**本文**:
──────
ここのところ膝の調子が悪く映画館に行けない日々が続いてましたが、徐々に良くなってきたので昨日のファーストデーで観賞。他にも観たい映画が目白押しですが、予告でも観たいと思っていた今回の「検察側の罪人」を観ることに。

映画ファンの中では、あまり評価が見られないにも関わらず、キムタク&ニノ効果か。ロングラン上映されてます。

今回の作品、雫井脩介の原作を原田眞人監督が映画化。木村拓哉と二宮和也を検事の上司と部下に、事務官に吉高由里子を起用。キャスティングも原田組の常連から異色のキャスティングで豪華です。

物語は、都内で発生したある事件をきっかけに、木村演じる検事の最上と二宮演じる部下の沖野の対立を描いています。最上には、大学時代に忘れられない未解決事件があり、そこに、ある容疑者が浮上し、検事としての正義と人間としての正義の狭間で沖野と対立していきます。そこに吉高演じる事務官や裏社会も加わって、事件は思わぬ方向へと進んでいきます。
──────
**作業内容**:
上の映画の感想のうち、「映画ファンの中では、あまり評」を含む語句で始まり「わぬ方向へと進んでいきます。」で終わる部分を、一字一句そのまま書き写してください。

**記録データ**:
──────
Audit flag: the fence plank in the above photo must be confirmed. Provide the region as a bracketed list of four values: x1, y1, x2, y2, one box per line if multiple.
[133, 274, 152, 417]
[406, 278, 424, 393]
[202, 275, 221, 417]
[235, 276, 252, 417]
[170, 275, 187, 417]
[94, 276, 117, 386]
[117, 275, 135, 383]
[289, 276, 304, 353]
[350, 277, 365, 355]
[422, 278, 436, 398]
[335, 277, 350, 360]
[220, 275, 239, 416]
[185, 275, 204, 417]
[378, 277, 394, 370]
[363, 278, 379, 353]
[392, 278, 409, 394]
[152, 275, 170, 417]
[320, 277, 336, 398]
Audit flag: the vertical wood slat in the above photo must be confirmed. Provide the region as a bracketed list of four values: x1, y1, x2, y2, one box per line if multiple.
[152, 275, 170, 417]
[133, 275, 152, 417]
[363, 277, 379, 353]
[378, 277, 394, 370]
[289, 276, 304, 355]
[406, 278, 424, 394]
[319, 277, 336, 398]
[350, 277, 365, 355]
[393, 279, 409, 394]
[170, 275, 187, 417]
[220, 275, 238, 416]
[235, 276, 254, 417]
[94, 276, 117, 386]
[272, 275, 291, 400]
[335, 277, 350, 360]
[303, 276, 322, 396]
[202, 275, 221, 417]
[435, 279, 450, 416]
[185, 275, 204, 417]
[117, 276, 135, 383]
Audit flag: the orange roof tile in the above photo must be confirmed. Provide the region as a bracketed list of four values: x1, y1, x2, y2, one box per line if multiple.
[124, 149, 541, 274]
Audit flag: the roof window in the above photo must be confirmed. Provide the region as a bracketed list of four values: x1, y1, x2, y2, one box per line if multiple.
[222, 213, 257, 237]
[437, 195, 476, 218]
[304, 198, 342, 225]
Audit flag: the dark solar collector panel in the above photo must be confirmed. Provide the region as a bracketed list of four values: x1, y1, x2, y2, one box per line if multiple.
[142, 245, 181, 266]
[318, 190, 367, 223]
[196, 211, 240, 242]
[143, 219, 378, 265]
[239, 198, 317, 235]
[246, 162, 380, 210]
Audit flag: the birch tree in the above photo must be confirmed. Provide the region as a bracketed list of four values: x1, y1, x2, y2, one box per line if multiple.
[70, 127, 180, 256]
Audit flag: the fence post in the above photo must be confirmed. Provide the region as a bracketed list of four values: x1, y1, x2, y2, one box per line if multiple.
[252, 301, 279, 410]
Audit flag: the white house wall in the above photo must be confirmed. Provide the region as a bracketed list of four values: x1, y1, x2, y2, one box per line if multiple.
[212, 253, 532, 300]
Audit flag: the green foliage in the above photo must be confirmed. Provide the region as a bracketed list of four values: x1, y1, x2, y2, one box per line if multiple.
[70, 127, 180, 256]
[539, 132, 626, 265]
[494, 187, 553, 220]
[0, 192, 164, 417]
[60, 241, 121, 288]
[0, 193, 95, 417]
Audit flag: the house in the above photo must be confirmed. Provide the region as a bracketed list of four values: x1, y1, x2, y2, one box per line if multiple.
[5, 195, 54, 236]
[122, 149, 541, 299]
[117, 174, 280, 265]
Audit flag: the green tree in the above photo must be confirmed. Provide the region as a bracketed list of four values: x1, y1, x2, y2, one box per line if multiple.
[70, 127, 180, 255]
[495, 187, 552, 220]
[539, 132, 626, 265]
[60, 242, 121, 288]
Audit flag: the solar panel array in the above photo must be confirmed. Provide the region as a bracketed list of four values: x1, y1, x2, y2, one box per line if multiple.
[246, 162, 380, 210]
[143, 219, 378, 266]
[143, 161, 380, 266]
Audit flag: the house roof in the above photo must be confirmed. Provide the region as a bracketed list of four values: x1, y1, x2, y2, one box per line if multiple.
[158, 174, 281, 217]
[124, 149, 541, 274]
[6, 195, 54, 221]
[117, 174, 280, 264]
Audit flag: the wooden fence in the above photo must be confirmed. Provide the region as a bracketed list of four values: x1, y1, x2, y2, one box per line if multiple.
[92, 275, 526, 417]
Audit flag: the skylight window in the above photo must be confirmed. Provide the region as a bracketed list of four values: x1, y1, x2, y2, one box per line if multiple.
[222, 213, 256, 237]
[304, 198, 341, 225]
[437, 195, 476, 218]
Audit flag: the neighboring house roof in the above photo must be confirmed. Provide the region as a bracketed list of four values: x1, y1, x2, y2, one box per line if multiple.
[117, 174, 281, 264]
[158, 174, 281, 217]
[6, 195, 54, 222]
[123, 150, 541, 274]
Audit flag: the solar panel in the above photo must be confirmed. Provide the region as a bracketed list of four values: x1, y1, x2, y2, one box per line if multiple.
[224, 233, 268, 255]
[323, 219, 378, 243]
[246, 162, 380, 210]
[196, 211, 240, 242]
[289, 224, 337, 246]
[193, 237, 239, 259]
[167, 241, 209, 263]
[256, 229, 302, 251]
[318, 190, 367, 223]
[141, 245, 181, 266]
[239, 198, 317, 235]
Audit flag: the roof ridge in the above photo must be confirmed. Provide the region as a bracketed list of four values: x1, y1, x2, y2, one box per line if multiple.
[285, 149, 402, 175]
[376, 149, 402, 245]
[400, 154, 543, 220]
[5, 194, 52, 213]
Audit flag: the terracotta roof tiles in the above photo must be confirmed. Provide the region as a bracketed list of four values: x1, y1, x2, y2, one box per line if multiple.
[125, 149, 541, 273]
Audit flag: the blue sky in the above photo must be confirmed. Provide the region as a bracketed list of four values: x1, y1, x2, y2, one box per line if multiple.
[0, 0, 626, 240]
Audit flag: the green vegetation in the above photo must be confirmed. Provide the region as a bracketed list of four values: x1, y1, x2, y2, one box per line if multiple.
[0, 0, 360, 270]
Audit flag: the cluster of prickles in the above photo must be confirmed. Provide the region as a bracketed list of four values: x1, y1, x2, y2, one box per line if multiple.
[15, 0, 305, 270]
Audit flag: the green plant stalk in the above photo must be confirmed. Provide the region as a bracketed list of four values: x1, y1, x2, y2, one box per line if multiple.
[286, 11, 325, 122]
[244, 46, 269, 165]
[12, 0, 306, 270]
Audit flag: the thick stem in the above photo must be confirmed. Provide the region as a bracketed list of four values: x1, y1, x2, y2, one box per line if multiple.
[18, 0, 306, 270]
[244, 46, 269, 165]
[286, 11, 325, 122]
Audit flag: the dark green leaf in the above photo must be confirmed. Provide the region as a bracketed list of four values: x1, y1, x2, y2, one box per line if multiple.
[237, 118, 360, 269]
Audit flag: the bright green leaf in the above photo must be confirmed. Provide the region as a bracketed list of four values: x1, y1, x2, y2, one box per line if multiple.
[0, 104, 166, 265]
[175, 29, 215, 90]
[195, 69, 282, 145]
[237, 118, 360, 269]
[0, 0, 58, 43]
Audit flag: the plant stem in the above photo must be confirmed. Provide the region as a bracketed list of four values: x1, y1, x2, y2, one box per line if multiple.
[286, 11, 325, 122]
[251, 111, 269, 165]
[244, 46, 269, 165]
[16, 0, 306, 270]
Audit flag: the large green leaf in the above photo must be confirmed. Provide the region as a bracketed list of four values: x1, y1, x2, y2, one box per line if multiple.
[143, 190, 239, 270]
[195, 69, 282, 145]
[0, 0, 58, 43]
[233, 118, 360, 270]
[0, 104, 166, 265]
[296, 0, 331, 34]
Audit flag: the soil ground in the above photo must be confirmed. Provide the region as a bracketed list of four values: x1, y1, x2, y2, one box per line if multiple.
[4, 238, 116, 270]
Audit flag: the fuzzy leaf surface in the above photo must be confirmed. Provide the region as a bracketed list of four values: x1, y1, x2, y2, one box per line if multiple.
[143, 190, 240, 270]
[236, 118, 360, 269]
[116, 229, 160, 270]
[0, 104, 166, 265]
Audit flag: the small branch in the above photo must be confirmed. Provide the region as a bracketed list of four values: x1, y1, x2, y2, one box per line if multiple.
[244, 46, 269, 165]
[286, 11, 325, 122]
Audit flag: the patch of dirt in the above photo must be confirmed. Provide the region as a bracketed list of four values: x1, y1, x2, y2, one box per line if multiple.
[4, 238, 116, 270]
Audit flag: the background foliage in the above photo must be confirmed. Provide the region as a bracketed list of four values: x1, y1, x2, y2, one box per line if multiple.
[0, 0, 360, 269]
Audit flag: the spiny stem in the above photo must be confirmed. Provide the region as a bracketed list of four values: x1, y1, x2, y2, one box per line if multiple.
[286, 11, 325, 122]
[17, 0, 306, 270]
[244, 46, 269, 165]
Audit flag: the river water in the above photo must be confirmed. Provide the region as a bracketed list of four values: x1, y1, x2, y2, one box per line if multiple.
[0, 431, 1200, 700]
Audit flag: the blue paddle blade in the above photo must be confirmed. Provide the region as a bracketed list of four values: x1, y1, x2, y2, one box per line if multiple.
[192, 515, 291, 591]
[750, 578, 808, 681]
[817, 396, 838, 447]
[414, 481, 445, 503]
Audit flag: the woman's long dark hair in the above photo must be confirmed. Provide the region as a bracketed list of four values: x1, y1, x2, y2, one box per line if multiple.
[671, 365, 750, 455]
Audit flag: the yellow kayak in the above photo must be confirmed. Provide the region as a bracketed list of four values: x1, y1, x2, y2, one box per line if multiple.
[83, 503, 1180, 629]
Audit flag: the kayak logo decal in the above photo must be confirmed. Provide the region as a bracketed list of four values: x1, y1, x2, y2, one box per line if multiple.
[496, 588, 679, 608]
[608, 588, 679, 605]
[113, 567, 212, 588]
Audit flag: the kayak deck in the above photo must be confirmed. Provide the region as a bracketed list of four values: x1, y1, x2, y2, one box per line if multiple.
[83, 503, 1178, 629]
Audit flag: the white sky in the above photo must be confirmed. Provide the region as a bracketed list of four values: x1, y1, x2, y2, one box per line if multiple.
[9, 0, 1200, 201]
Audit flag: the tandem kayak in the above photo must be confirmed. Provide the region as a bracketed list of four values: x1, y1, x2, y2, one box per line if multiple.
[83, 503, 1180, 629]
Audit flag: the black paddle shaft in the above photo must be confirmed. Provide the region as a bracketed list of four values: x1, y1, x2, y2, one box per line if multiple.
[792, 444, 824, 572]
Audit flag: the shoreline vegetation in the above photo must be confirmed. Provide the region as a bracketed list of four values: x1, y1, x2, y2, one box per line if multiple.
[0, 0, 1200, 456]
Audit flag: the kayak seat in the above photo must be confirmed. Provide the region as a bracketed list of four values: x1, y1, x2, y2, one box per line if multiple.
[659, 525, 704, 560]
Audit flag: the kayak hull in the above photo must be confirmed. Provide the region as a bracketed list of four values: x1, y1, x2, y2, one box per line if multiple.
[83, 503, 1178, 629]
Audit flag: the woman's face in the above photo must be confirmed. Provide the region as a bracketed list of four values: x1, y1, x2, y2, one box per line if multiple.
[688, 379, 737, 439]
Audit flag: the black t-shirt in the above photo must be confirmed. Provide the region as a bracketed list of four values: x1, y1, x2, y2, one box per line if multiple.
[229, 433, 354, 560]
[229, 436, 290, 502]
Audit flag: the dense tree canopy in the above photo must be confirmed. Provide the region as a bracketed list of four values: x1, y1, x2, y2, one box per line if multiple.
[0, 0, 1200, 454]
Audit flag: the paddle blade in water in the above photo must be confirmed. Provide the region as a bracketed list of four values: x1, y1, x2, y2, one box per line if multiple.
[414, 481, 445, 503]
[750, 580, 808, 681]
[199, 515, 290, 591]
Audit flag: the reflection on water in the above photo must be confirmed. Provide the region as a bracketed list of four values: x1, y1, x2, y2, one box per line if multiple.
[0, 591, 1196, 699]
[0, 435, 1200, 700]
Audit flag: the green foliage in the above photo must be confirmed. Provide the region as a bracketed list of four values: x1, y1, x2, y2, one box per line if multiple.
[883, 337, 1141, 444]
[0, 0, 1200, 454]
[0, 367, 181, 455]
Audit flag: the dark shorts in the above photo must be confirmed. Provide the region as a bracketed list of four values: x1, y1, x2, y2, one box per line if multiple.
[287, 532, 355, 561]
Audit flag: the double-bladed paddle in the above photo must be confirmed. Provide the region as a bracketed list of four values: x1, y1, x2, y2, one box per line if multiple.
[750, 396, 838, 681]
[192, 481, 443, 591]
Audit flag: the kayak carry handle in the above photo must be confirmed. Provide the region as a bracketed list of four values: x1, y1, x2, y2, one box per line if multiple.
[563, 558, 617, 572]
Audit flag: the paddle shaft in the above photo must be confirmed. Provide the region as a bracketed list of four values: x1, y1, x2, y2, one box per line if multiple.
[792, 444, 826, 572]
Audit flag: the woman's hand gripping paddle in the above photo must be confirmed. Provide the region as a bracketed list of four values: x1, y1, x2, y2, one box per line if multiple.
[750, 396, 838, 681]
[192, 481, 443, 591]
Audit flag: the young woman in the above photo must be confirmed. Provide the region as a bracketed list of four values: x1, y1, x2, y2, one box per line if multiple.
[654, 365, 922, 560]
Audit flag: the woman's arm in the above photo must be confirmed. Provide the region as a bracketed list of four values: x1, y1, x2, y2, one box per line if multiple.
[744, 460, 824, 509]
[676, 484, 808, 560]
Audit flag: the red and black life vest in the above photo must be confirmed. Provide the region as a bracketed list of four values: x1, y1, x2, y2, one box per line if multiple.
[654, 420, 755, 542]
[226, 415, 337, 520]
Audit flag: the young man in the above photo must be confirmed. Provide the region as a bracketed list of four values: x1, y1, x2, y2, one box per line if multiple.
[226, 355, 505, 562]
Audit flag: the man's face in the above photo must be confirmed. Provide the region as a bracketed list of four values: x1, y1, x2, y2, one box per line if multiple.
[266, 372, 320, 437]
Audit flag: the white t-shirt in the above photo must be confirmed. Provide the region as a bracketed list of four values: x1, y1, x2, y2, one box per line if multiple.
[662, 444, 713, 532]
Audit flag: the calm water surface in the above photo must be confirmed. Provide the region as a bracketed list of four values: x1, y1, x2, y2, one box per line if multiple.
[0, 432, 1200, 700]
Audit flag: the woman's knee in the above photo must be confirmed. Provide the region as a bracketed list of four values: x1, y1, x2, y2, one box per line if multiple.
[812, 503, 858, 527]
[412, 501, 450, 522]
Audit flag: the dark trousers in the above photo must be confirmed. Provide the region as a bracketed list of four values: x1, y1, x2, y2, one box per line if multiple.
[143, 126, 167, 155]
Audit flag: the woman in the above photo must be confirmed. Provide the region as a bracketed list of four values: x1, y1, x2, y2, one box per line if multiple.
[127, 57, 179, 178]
──────
**解答欄**:
映画ファンの中では、あまり評価が見られないにも関わらず、キムタク&ニノ効果か。ロングラン上映されてます。

今回の作品、雫井脩介の原作を原田眞人監督が映画化。木村拓哉と二宮和也を検事の上司と部下に、事務官に吉高由里子を起用。キャスティングも原田組の常連から異色のキャスティングで豪華です。

物語は、都内で発生したある事件をきっかけに、木村演じる検事の最上と二宮演じる部下の沖野の対立を描いています。最上には、大学時代に忘れられない未解決事件があり、そこに、ある容疑者が浮上し、検事としての正義と人間としての正義の狭間で沖野と対立していきます。そこに吉高演じる事務官や裏社会も加わって、事件は思わぬ方向へと進んでいきます。